EXERCISE INSTRUCTIONS:
#1 In the engagement ring excerpt, what was the industry-reported average cost of an engagement ring in the US in 2012?
#2 According to the engagement ring excerpt, what are all the factors used in the standardized description that values diamonds?

PAGE EXCERPT:

** Begin **

Like all jewellery, the price for an engagement ring varies considerably depending on the materials used: the design of the ring, whether it includes a gemstone, the value of any gemstone, and the seller. The price of the gemstones, if any, in the ring depends on the type and quality of the gem. Diamonds have a standardized description that values them according to their carat weight, color, clarity, and cut. Other gemstones, such as sapphires, rubies, and emeralds have different systems. The jewellery may be chosen to honor a family tradition, to use family heirlooms, to have an unusual style, to have socially responsible characteristics (e.g., a style that is not associated with blood diamond controversy or the pollution caused by gold mining and cyanide process), to fit the individual's stylistic preferences, or to manage cost. Synthetic diamonds and diamond substitutes such as cubic zirconias and moissanites are also popular choices that are socially responsible and reduce cost while maintaining the desired appearance.

The idea that a man should spend a significant fraction of his annual income for an engagement ring originated from De Beers marketing materials in the mid-20th century in an effort to increase the sale of diamonds. In the 1930s, they suggested that a man should spend the equivalent of one month's income in the engagement ring. In the 1980s, they suggested that he should spend two months' income on it (three months in Japan). In 2012, the average cost of an engagement ring in the US as reported by the industry was US$4,000. In a 2015 scholarly study, almost a quarter of couples said that they did not buy a ring, and another third spent less than US$2000 on it. Less than 15% of couples spent $4,000 or more. In the UK, estimates of the average cost of an engagement ring range from £1200 to £2000. Scholarly research indicates that expensive engagement rings are associated with early divorces, possibly because spending more than US$2,000 on an engagement ring is strongly associated with debt-related stress. Couples that spend less money on engagement rings and the wedding ceremony tend to have longer marriages and a lower risk of divorce.

** End **

Excerpts from point annotation data
** Begin **

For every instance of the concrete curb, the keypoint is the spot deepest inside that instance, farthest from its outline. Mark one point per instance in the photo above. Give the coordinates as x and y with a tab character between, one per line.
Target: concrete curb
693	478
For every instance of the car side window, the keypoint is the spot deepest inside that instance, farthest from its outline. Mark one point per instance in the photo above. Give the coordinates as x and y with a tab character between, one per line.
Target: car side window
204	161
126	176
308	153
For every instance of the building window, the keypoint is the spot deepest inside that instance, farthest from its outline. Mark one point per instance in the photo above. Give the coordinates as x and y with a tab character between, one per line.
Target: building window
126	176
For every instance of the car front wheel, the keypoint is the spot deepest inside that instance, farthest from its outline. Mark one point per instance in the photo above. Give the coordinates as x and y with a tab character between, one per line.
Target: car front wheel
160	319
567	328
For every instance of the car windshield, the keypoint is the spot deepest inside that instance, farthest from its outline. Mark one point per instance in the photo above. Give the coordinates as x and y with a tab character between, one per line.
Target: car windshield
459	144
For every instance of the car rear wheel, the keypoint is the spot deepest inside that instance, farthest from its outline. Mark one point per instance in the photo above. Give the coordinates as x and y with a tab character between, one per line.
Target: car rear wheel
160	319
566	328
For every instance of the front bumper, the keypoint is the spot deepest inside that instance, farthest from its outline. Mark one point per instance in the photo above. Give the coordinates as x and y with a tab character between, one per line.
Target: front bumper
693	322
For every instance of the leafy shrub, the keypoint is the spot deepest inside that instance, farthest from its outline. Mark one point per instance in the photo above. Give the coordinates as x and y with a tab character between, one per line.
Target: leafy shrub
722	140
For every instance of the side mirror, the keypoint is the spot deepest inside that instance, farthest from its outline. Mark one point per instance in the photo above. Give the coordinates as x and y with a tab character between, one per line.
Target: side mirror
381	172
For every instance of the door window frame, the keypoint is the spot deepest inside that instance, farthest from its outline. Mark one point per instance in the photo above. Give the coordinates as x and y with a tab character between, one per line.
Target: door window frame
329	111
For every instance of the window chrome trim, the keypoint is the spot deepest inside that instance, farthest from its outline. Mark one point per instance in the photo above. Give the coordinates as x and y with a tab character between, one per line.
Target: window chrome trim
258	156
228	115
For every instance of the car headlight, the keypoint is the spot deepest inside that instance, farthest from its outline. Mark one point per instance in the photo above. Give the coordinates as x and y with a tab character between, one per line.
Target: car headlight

** End **

PER-TASK ANSWERS:
#1 US$4,000

#2 Carat weight, color, clarity, and cut.